(Entries from a pointing dataset)
■ ■ ■ ■

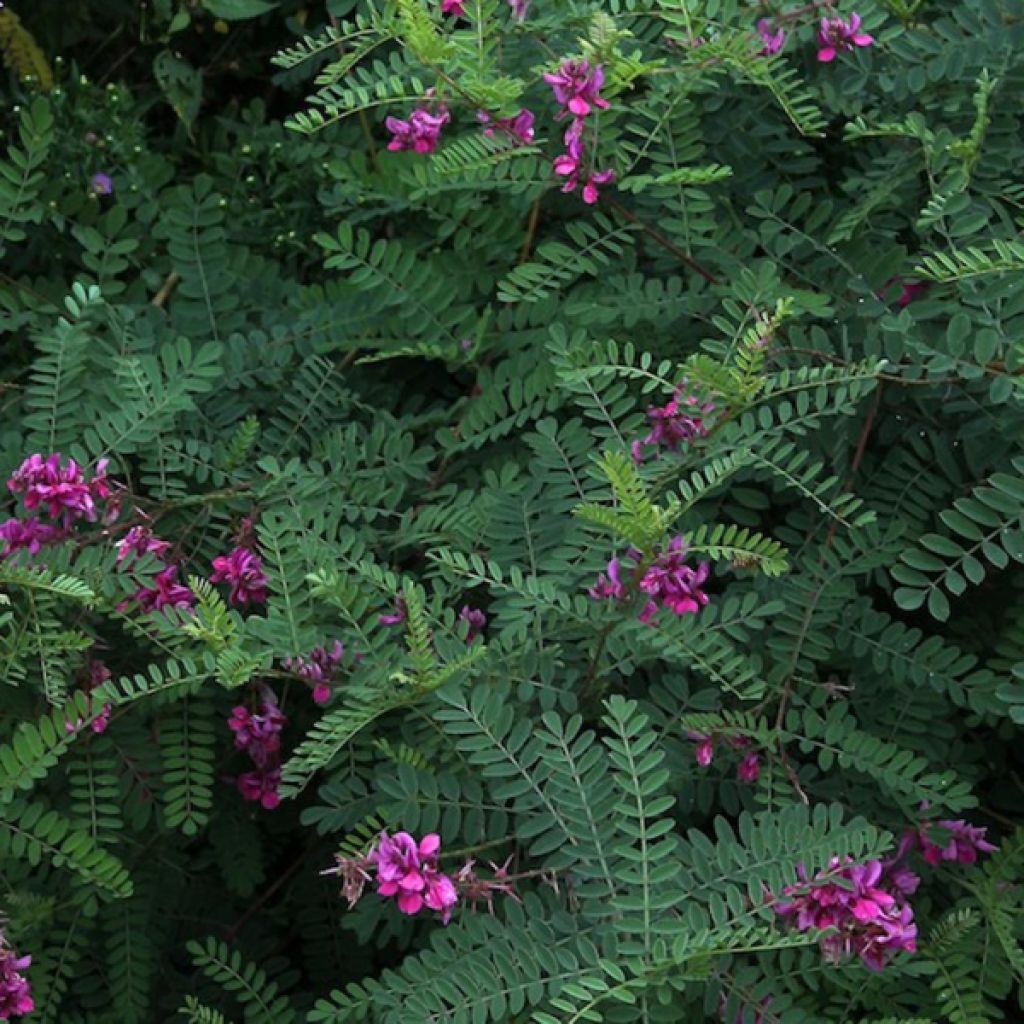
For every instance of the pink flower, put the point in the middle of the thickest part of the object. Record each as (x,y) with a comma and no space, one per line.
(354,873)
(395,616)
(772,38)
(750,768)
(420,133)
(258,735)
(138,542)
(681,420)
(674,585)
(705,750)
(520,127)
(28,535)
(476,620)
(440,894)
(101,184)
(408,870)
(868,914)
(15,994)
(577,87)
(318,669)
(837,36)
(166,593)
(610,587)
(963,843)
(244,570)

■ ■ ■ ■

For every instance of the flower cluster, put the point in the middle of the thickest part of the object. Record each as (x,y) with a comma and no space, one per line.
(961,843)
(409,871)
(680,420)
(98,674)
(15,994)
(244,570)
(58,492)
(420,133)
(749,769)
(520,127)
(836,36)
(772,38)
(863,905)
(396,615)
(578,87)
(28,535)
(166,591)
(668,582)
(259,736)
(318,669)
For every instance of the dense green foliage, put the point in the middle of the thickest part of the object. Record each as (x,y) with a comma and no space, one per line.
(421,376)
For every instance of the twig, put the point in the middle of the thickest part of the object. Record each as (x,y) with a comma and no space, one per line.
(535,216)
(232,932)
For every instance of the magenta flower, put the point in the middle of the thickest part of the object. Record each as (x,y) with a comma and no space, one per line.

■ ■ ■ ■

What is being asked
Copy out the rows above word for word, from the line that contains "For every instance of the flower" through the line that contains "For every instance of the magenta", and include both of those lines.

Answer to the problem
For every instance of the flower cluster, put the point in the middle of the thickest part of the object. Record each as (x,y) with a comma and no space, one per line.
(961,843)
(409,871)
(680,420)
(98,674)
(15,994)
(244,570)
(58,492)
(420,133)
(749,769)
(520,127)
(836,36)
(772,38)
(863,905)
(396,615)
(578,87)
(28,535)
(166,591)
(668,582)
(259,736)
(318,669)
For every instance of the dense green foliage, put the point in the middle of the thickest part of the object. Record each as (x,y) with a comma and no space, one per line.
(421,376)
For every instance of the twig, put the point in the middle of the thickest part of the object. Record each as (x,y) with a comma and no space, one per line.
(535,216)
(232,932)
For every instance of the magenta flower, put the point in the middle of the thickest part of the object. Record each as (x,y) with a comma and no space, one per line.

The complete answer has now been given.